Menü

Agarta – 06

30 Ocak 2017 - Agarta

Kaynak : Agarta 1, Yazar: Ö. S. Ayçiçek
Celse: 3 (8.11.1991)
Semiyun ile görüştüm. O’ na “benim bu konuda on-on beş yıl süresince çalışma yapmak istediğimi, bunu kabul edip edemeyeceğini” sordum. Kabul etti, söz verdi. “Biz Agartalılar bir söz verdiğimizde, onu mutlaka tutarız” dedi. Ben ise cevap olarak “biz dünyalılar bir söz verdiğimizde, genellikle onu tutmayız” dedim ve ilave ettim “ama ben Tanrı bana bu imkanı ve gücü verdiği müddetçe bu çalışmaya devam edeceğim. Bu benim sözüm” dedim. O da aynı şeyi söyledi; “Tanrı bana da bu gücü ve imkanı verdiği müddetçe ben her zaman hazırım.” dedi. Ve sonra kendisinden ülkesi hakkında değerli bilgiler almaya devam ettik.
Eğitim kurumları var ama bizden çok farklı. Bizdeki okullar adeta öğretmemek için her imkana sahipler. Onlarda kitaba benzer şeyler var ama daha önemlisi her türlü bilgiye sahip ve elaltında bulunan her zaman kullanılabilen araçları var. Bu araçlar yardımı ile istenilen her bilgi, istenilen seviye ve miktarda öğrenilebiliyor. Öğrenme çok kolay ve basit yöntemlerle sağlanıyor. Bizdeki kadar zor ve yorucu değil. Belli bir maksatla bilgi öğrenilmek istendiği için bir gereksizlik hali yok.

-.-.-

§ **Yapılacaklar**:
- a) Agarta metnine göre Agarta'da öğrenmede neden bir gereksizlik hali olmadığını bir ila üç cümleyle açıklayın.
- b) Agarta metninde Semiyun, Agartalıların bir söz verdiklerinde ne yaptığını söylüyor?
- c) Lütfen Agarta metnini son cümlesinden sonrasını yazarak sürdürün.

-.-.-

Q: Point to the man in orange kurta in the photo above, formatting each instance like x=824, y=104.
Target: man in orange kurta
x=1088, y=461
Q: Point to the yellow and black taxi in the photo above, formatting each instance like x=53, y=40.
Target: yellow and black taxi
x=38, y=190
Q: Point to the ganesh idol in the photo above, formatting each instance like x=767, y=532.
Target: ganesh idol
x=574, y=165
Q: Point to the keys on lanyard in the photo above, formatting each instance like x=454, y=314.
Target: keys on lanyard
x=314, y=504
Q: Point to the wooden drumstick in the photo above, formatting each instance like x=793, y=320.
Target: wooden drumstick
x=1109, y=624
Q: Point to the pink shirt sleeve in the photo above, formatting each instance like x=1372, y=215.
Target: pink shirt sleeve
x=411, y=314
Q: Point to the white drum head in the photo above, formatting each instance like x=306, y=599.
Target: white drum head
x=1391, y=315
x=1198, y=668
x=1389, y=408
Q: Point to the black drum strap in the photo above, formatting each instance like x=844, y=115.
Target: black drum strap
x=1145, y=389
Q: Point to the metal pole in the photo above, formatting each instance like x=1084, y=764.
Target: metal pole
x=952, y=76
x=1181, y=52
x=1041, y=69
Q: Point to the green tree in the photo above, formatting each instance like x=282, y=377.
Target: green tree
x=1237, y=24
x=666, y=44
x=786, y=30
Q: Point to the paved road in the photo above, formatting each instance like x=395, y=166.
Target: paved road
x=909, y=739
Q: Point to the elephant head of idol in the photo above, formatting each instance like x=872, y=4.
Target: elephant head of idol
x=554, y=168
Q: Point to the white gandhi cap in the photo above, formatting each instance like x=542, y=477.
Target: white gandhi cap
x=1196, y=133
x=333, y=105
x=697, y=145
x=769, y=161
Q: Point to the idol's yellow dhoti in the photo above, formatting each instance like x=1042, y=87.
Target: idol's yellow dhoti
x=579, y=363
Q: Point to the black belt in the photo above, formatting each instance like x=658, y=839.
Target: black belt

-.-.-

§ **Görev Görev Cevaplar**:
- a) Çünkü Agarta'da bilgi belli bir maksatla öğrenilmek isteniyor. Bu yüzden öğrenmede bir gereksizlik hali yok.

- b) Agartalıların bir söz verdiklerinde onu mutlaka tuttuklarını söylüyor.

- c)
Öncelikle bilgiyi öğrenmek ihtiyacı içinde olanlara yaşam bilgisi, ruh bilgisi veriliyor. Bu konu çok önemli. Herkesin kendini, Rab’ bini, hayatını ve yaşamının maksadını bilmesi gerekiyor. Öncelikle bu ruh bilgisi öğretiliyor. Sonra çalışma yapılması gereken konu veya konularda uzmanlaşılıyor.
Ulaşım bir problem değil. Bu sorunu çözmüşler. Öncelikle kendi bedenlerini bir yerden bir yere anında taşıyabiliyorlar. Bunun için ruh güçlerini kullanmaları gerekiyor. Bu genel bir durum. Bunu yapamayanlar var ama azınlıkta. Bunlar daha ziyade çocuklar. Teorik olarak bu yöntemi çok sık kullanmak bedende arızaya sebep olabiliyor. Böylece o beden kaybedilebiliyor. Bunu bildikleri için bu yöntemi sık kullanmıyorlar. Ama gelişmiş aletleri vasıtası ile bu amaca hizmet eden enerjiden yararlanıyorlar ve zahmetsizce kendilerini ve eşyalarını bu enerjilerin yardımı ile şuurlarını yitirmeden nakledebiliyorlar. Bu yöntem ile bazı yakın gezegenlere gidebiliyorlar. Fakat bu enerjiyi kullanma imkanlarının bir sınırı var. Bu nedenle ve başka nedenlerle uzaygemileri çok önemli onlar için.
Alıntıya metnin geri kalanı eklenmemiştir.